*WRITTEN EXERCISE 1*. Reproduce the passage about the aunt in the ICU, from "My aunt was" up to and including "condition on Facebook.".

## begin TEXT EXCERPT

My aunt was lying unconscious in the ICU‚ waiting for the family’s decision on an operation. What it would be like after her operation was the topic of discussion among family members. What was it like for the family to make these decisions? Every minute of waiting seemed to be unusually long. “What can I do?” I asked myself. Nothing but read the updates about her health condition on Facebook.
“Don’t worry. We’ll be okay. It’s too much for you to book a flight‚ especially this time of year to be here for just two weeks‚” my dad told me over the phone. My husband and I had a flight booked to Thailand for the upcoming summer. I had to think hard about booking a flight to be with the family during this time as it would be financially difficult to make two trips within six months. What about Christmas? Was I about to leave my children to have them celebrate Christmas without me? How was I going to afford the last-minute flight to Thailand during the Christmas holidays? Decision‚ doubt‚ and guilt haunted me for several days. My aunt passed away on Boxing Day. The feelings of loss and hopeless were indescribable.

## end TEXT EXCERPT
## begin LISTED RECORDS

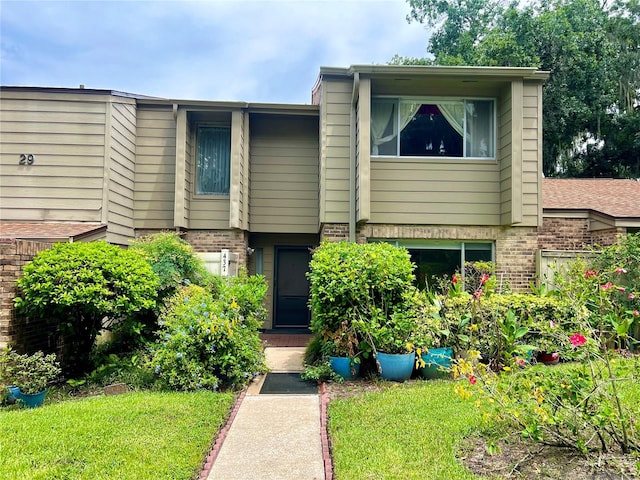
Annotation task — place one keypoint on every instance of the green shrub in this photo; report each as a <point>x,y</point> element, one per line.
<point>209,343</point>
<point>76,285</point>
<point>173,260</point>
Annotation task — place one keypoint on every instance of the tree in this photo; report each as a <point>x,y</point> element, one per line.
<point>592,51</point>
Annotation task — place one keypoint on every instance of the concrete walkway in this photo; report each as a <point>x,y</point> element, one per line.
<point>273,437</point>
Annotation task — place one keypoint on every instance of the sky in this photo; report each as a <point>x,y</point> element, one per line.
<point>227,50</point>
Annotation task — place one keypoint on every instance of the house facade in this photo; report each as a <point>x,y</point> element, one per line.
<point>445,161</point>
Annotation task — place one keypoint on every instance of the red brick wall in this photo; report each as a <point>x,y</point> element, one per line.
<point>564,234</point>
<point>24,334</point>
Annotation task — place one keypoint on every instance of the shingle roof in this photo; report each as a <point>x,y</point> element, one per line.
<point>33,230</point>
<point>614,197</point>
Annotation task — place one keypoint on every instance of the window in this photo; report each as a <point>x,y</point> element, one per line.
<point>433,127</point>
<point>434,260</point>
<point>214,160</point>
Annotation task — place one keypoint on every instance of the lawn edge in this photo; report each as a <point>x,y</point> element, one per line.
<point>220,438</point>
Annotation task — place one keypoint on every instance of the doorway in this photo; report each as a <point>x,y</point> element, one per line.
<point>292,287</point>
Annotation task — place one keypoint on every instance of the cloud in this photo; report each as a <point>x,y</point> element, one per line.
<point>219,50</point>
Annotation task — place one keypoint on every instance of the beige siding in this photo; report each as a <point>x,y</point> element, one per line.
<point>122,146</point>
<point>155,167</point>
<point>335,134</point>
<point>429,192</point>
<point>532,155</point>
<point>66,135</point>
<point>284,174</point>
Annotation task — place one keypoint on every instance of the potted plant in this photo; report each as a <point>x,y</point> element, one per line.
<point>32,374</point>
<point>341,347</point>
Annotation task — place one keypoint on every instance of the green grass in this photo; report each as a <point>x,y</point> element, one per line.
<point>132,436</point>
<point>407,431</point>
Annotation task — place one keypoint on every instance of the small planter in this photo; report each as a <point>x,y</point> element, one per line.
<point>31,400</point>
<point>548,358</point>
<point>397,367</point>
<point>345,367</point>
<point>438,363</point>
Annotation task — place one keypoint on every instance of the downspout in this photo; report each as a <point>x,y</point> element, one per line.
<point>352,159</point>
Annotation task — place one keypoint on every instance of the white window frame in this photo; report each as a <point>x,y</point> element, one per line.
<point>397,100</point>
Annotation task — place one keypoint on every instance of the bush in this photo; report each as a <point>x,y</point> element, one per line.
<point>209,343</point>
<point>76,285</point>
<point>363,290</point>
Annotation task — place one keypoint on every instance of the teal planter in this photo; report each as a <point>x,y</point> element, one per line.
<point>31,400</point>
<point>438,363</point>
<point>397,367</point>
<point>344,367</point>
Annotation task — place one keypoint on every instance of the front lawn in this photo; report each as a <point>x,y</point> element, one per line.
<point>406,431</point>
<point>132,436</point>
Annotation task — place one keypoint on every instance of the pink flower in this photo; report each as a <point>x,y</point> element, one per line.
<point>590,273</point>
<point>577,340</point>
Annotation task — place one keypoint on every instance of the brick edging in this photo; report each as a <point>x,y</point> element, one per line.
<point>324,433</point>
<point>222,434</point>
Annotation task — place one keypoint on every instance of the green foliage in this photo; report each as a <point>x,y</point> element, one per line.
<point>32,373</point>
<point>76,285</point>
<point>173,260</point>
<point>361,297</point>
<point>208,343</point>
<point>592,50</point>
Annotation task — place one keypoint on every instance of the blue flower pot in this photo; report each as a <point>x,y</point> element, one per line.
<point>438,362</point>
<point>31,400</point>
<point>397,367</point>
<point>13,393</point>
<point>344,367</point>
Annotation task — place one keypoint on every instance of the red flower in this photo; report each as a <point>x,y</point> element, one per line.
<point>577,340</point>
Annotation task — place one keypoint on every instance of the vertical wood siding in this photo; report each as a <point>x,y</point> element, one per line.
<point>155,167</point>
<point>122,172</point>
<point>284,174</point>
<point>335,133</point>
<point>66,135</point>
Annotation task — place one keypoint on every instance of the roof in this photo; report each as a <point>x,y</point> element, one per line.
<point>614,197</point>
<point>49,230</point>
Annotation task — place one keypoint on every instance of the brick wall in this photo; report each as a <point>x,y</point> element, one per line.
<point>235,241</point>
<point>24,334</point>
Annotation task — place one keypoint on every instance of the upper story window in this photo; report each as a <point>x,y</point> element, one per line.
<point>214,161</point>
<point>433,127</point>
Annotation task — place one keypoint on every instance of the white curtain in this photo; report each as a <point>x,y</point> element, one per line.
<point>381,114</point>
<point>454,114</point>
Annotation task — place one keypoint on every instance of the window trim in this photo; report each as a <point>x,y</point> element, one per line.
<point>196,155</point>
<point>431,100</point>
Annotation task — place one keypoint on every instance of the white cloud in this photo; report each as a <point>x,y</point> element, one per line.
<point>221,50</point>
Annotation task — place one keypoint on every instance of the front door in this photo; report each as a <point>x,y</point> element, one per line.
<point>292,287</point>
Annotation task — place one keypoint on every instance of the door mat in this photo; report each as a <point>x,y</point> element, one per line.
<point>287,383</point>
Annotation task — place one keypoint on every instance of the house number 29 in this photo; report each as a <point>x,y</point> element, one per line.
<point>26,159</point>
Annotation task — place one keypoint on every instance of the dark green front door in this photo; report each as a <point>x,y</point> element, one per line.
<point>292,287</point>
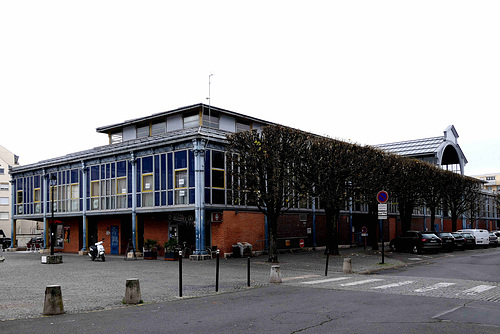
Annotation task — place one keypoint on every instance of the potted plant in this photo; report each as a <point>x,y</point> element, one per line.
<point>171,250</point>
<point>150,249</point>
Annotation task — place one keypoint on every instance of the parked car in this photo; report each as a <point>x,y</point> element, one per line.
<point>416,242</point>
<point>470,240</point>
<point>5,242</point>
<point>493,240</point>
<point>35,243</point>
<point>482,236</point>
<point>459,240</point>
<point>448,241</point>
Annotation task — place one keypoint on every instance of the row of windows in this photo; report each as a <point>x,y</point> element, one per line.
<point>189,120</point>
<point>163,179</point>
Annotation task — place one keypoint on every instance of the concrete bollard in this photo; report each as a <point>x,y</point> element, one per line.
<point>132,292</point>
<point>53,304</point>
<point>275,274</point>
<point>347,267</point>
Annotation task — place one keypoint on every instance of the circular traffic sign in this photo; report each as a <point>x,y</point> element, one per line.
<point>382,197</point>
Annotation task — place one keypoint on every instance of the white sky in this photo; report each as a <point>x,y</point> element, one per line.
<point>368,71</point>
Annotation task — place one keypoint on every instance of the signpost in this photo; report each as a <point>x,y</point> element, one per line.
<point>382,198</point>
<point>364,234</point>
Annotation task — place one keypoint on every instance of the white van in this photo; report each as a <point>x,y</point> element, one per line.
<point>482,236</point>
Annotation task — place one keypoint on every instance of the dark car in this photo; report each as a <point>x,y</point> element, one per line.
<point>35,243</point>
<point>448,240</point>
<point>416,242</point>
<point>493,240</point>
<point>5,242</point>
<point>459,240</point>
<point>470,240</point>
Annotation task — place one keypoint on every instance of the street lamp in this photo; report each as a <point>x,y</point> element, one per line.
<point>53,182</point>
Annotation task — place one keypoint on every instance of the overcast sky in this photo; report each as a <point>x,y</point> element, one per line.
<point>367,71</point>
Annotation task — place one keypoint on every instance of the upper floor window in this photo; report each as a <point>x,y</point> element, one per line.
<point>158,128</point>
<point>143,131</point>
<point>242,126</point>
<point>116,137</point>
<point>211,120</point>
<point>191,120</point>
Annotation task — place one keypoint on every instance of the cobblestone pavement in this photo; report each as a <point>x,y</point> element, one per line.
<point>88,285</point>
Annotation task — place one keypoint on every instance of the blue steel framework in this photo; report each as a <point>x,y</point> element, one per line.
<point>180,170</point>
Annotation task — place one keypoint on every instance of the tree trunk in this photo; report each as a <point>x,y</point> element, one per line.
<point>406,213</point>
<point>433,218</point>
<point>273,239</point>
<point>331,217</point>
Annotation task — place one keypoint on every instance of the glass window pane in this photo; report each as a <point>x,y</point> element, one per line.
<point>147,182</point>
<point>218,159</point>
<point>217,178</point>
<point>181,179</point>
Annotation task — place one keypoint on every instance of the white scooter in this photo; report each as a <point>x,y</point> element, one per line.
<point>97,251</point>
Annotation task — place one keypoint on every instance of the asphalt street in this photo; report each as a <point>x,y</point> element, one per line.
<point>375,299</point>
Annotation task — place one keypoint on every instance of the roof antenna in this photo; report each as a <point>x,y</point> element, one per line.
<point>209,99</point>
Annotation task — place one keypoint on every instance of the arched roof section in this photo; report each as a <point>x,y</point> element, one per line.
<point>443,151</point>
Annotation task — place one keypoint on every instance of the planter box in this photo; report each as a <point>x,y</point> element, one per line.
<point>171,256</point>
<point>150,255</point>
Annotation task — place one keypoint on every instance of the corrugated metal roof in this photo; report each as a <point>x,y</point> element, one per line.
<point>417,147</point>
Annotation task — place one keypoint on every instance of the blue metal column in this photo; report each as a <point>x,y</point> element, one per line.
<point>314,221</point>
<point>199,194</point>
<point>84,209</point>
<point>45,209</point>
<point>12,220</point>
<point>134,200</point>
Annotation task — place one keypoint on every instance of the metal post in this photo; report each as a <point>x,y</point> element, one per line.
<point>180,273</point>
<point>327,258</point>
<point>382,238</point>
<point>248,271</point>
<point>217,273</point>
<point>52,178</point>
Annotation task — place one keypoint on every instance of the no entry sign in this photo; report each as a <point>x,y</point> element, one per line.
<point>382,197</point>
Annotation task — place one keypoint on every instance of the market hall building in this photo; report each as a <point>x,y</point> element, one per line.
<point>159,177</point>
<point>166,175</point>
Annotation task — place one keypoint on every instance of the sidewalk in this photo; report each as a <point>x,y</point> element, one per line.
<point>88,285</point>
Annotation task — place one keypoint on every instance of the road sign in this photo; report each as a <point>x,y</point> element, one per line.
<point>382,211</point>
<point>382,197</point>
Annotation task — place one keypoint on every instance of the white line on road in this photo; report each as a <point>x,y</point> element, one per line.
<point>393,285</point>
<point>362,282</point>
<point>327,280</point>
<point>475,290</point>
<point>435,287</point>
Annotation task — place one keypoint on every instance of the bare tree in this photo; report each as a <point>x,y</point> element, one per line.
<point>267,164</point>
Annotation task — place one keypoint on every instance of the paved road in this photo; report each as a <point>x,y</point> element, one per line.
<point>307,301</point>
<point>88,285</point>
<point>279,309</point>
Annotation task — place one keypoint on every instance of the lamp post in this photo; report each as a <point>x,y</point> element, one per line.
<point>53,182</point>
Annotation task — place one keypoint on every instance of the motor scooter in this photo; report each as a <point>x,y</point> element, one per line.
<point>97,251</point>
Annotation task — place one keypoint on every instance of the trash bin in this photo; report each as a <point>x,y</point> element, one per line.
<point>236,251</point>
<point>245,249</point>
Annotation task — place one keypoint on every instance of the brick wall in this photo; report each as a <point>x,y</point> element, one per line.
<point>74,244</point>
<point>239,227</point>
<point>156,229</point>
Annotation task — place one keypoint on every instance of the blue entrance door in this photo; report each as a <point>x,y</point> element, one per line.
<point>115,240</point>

## end LISTED RECORDS
## begin LISTED RECORDS

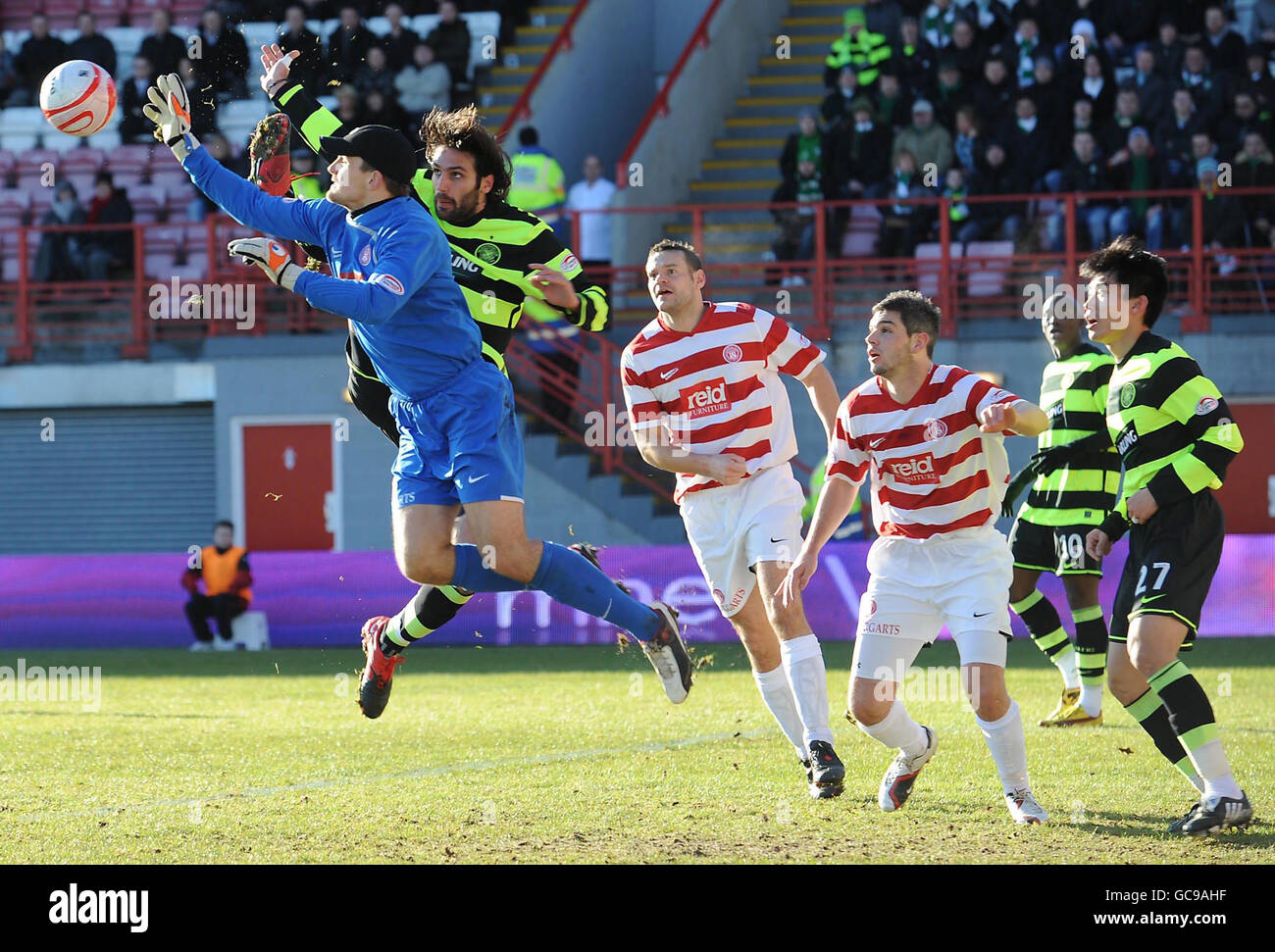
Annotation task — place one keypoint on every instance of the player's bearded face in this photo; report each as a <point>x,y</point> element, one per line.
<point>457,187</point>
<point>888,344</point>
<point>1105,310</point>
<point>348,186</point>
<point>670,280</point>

## end LISTED RECORDS
## begin LISTED RECORDS

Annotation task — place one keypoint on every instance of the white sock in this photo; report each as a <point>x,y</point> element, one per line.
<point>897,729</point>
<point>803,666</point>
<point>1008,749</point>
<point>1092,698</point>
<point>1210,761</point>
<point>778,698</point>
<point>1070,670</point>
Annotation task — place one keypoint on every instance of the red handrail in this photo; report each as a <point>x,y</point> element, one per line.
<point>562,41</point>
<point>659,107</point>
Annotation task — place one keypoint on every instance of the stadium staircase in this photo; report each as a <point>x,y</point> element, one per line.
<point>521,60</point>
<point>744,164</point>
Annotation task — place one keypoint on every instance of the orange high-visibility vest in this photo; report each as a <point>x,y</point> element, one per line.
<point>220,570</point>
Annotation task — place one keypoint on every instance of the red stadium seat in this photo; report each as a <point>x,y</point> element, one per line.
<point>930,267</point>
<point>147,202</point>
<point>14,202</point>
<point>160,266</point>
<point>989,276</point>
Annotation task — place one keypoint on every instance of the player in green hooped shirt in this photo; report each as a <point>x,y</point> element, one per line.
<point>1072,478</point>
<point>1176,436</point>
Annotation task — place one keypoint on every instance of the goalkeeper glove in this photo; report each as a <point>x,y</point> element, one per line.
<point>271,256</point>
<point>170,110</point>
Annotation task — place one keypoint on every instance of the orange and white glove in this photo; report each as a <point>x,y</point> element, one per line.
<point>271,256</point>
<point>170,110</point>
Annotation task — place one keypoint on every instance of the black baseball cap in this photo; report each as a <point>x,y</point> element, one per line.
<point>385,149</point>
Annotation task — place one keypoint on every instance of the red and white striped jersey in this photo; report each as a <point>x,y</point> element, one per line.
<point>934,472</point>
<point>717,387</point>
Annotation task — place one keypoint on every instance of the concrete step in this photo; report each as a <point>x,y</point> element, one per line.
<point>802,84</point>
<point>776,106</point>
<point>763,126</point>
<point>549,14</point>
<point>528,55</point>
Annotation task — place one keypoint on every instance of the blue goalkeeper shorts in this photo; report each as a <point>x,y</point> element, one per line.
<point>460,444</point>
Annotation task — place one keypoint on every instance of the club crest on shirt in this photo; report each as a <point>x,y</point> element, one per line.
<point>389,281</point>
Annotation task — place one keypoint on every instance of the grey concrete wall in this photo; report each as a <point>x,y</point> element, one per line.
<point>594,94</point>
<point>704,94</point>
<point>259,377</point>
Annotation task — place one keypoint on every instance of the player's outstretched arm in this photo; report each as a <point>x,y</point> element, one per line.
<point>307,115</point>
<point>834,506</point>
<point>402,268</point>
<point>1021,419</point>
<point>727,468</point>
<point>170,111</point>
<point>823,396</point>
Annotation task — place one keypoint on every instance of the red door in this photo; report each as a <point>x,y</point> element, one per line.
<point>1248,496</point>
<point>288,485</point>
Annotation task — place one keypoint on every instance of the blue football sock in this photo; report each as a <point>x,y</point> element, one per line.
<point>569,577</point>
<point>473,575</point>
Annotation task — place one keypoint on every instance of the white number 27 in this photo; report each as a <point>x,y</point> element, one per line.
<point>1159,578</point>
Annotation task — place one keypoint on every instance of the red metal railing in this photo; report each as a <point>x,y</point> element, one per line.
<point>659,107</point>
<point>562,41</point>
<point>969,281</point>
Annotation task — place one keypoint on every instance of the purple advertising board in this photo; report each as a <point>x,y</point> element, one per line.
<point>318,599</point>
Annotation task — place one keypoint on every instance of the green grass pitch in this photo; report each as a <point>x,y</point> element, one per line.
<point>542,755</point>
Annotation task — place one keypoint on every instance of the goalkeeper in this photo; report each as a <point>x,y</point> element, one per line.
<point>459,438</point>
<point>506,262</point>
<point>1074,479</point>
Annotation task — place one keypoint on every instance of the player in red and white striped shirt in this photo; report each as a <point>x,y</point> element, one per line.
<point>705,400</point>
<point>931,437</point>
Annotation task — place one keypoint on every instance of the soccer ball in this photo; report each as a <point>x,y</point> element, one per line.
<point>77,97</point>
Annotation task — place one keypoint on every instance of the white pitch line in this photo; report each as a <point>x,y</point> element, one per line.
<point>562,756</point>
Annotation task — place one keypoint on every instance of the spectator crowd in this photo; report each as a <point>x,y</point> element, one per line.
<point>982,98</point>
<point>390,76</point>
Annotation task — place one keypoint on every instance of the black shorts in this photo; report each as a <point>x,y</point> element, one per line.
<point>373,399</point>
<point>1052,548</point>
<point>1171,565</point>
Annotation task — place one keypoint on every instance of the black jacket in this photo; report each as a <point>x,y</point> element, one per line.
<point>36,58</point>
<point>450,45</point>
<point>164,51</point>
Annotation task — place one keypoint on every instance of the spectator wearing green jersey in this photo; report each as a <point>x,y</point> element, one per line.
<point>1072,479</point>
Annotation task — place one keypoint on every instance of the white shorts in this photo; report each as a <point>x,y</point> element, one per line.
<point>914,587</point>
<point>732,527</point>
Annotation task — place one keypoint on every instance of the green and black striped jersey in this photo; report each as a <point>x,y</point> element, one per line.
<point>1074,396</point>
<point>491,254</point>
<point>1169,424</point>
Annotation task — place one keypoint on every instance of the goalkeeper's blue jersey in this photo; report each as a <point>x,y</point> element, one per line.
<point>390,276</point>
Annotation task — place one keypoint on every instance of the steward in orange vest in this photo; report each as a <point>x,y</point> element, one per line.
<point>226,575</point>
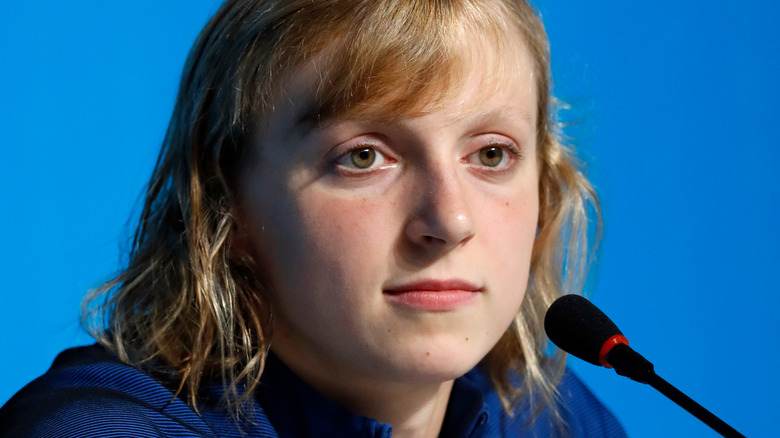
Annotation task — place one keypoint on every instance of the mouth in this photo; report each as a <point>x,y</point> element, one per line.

## end LISTED RECORDS

*WRITTEN EXERCISE 2*. Transcribe the rows from the line with "of the signpost" up to and including the line with "<point>367,71</point>".

*EXERCISE ANSWER 1*.
My aunt was lying unconscious in the ICU‚ waiting for the family’s decision on an operation. What it would be like after her operation was the topic of discussion among family members. What was it like for the family to make these decisions? Every minute of waiting seemed to be unusually long. “What can I do?” I asked myself. Nothing but read the updates about her health condition on Facebook.

*EXERCISE ANSWER 2*.
Annotation task — place one keypoint on every instance of the signpost in this photo; report each as a <point>x,y</point> element, one per line.
<point>382,198</point>
<point>364,234</point>
Annotation task — place one keypoint on every instance of the white van in this photo; report each as a <point>x,y</point> element, one per line.
<point>482,236</point>
Annotation task — place one keypoint on every instance of the dark car in this photo; report each as a <point>x,y</point> element, one per line.
<point>35,243</point>
<point>448,240</point>
<point>416,242</point>
<point>493,240</point>
<point>5,242</point>
<point>459,240</point>
<point>470,240</point>
Annotation task — place one keypoint on every instance of the street lamp in this photo; report each as a <point>x,y</point> element, one per line.
<point>53,182</point>
Annotation task — place one keypoint on every instance of the overcast sky in this photo; report each as a <point>x,y</point> element, one per line.
<point>367,71</point>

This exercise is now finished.